Exercise task: In the stretch from the line containing "Would you be able to point to the cockatoo foot" through the end of the records, swap "cockatoo foot" for "parrot foot" and give those lines again with nothing else changed.

###

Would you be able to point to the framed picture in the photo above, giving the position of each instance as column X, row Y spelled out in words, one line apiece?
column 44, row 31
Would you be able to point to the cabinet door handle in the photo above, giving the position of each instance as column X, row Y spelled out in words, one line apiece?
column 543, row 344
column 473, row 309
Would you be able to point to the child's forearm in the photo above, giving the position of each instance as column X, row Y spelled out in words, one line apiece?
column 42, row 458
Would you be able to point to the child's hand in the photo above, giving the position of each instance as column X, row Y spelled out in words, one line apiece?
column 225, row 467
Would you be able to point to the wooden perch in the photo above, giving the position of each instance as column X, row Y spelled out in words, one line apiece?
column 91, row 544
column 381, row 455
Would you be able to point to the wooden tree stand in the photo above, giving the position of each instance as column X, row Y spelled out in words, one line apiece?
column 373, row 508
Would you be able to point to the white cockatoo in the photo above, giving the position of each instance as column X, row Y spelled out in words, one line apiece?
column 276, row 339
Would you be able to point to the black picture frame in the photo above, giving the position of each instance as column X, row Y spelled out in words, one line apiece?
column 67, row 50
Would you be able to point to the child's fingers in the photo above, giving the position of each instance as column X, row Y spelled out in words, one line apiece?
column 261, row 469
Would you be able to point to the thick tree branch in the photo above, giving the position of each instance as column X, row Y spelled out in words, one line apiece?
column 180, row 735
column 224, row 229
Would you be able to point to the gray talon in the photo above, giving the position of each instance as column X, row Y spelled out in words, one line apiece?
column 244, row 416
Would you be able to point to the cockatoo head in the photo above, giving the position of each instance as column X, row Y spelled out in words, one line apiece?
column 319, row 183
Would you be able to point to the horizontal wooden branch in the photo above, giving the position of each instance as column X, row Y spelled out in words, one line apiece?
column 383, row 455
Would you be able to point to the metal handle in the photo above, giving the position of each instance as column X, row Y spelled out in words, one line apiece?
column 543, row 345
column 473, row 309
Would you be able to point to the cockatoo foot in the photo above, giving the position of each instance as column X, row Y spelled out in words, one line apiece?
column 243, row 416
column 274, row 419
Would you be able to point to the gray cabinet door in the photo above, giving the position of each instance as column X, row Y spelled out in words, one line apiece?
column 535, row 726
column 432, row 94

###

Answer to the problem:
Would you be able to point to the parrot foot in the photo above, giving the position of each instance as column X, row Y spelled out in words, one line apiece?
column 243, row 416
column 274, row 419
Would you be able to point to the gray cabinet door in the photo above, giving the position of each instance as column X, row Y spelled out in words, one line apiece?
column 535, row 726
column 432, row 94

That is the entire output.